-- EXCERPT TO READ follows --

12 New Philly Real Estate Projects to Dream On
From sprawling life-sciences complexes to a face-lift for 30th Street Station to downtown-redefining highway-cap parks, here are the projects we’re unabashedly excited about.
Any discussion about development in Philadelphia eventually ends up at the elephant in the room: 76 Place, the proposed downtown basketball arena that is, depending on your perspective, either a game-changer or a world-ender. But lo! There’s a whole city full of other, less contentious development projects to get excited about. From sprawling life-sciences complexes to a face-lift for 30th Street Station to downtown-redefining highway-cap parks, here are 12 projects we’re unabashedly excited about.
1. RiverMark Northern Liberties
501 North Columbus Boulevard
What it is: A mixed-use complex at the former Festival Pier site consisting of two main buildings that will house a total of 470 apartments.

-- EXCERPT TO READ concluded --

**REQUIREMENT A**
Decide whether each statement agrees with the article above. Answer yes or no for each, quoting the words from the article that decide it.
(i) The RiverMark complex will hold 470 apartments in total.
(ii) 76 Place is a proposed downtown football stadium.
(iii) RiverMark Northern Liberties is at 501 North Columbus Boulevard.
**REQUIREMENT B**
Using the article above, answer each question briefly:
(i) What is the name of the proposed downtown arena?
(ii) RiverMark Northern Liberties is on the site of what former place?
(iii) How many projects does the article list?
**REQUIREMENT C**
From the article above, set down the passage starting at "12 New Philly" and ending at "12 projects we’re unabashedly excited about.", copied without any changes.

-- DATA FOR ANALYSIS follows --

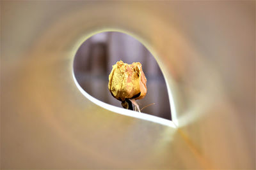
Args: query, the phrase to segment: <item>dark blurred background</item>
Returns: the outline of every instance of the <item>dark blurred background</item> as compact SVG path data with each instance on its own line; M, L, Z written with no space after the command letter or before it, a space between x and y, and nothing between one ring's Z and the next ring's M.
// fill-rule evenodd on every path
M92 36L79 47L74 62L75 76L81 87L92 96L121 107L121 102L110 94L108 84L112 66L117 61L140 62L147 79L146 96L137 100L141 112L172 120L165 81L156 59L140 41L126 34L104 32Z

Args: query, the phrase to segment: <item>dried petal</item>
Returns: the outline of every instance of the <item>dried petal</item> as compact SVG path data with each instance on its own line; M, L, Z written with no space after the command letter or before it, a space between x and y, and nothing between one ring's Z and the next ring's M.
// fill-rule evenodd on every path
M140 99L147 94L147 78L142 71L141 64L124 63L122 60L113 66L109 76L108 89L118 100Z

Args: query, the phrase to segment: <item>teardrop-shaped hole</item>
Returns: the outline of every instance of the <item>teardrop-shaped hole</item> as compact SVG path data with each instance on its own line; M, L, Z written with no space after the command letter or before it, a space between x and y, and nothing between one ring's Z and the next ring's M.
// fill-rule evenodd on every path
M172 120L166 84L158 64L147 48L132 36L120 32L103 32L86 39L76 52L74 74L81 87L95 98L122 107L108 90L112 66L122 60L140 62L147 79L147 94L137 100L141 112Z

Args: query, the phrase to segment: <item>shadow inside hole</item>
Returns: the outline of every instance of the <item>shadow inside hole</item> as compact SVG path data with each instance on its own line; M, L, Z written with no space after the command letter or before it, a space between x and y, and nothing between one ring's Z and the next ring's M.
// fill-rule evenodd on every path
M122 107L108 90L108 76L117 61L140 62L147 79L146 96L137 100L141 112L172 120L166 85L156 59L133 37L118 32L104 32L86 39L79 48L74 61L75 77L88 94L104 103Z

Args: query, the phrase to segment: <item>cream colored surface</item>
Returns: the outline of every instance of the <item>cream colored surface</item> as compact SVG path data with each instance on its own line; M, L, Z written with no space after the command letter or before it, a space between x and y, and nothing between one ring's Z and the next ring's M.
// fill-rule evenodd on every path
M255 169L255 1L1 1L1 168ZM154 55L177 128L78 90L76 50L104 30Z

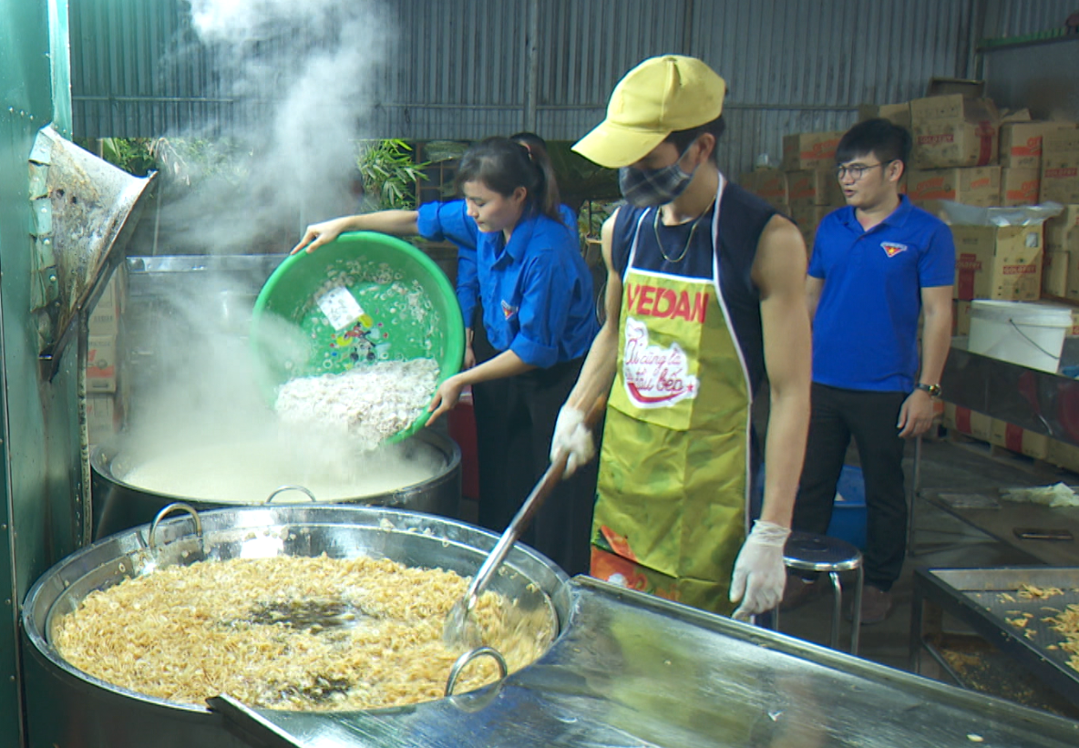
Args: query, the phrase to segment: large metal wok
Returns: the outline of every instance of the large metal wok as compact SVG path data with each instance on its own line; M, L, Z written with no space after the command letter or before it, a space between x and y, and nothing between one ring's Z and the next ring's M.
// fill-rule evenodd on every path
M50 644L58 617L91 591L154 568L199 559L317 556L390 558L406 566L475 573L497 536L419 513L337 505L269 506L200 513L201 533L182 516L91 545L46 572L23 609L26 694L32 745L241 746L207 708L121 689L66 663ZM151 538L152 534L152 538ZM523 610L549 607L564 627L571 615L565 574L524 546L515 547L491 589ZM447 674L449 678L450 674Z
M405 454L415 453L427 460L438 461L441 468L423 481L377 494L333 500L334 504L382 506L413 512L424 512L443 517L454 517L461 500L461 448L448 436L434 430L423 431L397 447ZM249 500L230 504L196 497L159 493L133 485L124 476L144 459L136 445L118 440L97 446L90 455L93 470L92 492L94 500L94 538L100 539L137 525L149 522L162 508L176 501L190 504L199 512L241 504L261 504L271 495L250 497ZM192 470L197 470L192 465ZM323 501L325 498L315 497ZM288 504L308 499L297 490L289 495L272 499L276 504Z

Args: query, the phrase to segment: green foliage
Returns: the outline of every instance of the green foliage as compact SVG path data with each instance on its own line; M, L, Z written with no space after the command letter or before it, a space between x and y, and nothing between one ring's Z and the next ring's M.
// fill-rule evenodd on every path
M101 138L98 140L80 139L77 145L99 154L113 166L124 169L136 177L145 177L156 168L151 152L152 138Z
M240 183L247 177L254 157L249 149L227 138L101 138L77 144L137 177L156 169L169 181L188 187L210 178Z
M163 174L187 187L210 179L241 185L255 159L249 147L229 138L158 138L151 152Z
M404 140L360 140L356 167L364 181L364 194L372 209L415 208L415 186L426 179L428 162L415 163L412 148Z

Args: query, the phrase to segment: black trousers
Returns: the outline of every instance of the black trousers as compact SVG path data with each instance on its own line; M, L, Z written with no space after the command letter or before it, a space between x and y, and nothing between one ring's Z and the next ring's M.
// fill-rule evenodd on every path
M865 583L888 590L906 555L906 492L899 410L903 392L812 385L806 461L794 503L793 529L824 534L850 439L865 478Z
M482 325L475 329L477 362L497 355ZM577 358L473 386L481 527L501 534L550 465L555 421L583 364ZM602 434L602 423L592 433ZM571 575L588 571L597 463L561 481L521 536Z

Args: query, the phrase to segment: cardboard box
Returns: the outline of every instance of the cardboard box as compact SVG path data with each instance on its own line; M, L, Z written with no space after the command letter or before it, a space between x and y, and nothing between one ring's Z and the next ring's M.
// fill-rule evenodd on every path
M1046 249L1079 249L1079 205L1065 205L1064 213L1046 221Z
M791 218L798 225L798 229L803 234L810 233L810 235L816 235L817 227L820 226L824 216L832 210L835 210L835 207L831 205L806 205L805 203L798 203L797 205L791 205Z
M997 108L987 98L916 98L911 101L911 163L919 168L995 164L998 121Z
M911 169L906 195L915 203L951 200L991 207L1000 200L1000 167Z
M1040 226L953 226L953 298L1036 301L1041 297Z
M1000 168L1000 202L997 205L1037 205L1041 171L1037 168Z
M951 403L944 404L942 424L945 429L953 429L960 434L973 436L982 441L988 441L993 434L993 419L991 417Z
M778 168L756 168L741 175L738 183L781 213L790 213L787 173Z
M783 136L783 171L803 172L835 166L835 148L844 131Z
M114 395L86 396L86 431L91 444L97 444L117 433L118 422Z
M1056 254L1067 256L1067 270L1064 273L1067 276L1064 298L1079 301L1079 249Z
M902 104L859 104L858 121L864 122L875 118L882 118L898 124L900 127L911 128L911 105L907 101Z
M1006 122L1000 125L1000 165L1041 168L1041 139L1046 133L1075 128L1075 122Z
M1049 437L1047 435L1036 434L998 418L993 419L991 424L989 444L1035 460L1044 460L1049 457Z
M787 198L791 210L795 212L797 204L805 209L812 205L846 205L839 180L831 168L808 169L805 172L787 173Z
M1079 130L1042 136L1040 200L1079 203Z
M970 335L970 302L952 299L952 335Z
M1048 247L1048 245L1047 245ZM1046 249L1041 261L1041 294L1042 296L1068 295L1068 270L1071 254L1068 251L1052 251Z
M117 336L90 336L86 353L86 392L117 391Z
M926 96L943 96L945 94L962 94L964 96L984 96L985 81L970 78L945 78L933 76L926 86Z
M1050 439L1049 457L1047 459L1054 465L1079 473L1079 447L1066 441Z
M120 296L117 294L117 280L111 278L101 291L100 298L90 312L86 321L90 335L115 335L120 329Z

-- DATA FOR ANALYSIS concluded --

**ANSWER AREA A**
(i) Yes: "two main buildings that will house a total of 470 apartments"
(ii) No: "the proposed downtown basketball arena"
(iii) Yes: "501 North Columbus Boulevard"

**ANSWER AREA B**
(i) 76 Place
(ii) Festival Pier
(iii) 12

**ANSWER AREA C**
12 New Philly Real Estate Projects to Dream On
From sprawling life-sciences complexes to a face-lift for 30th Street Station to downtown-redefining highway-cap parks, here are the projects we’re unabashedly excited about.
Any discussion about development in Philadelphia eventually ends up at the elephant in the room: 76 Place, the proposed downtown basketball arena that is, depending on your perspective, either a game-changer or a world-ender. But lo! There’s a whole city full of other, less contentious development projects to get excited about. From sprawling life-sciences complexes to a face-lift for 30th Street Station to downtown-redefining highway-cap parks, here are 12 projects we’re unabashedly excited about.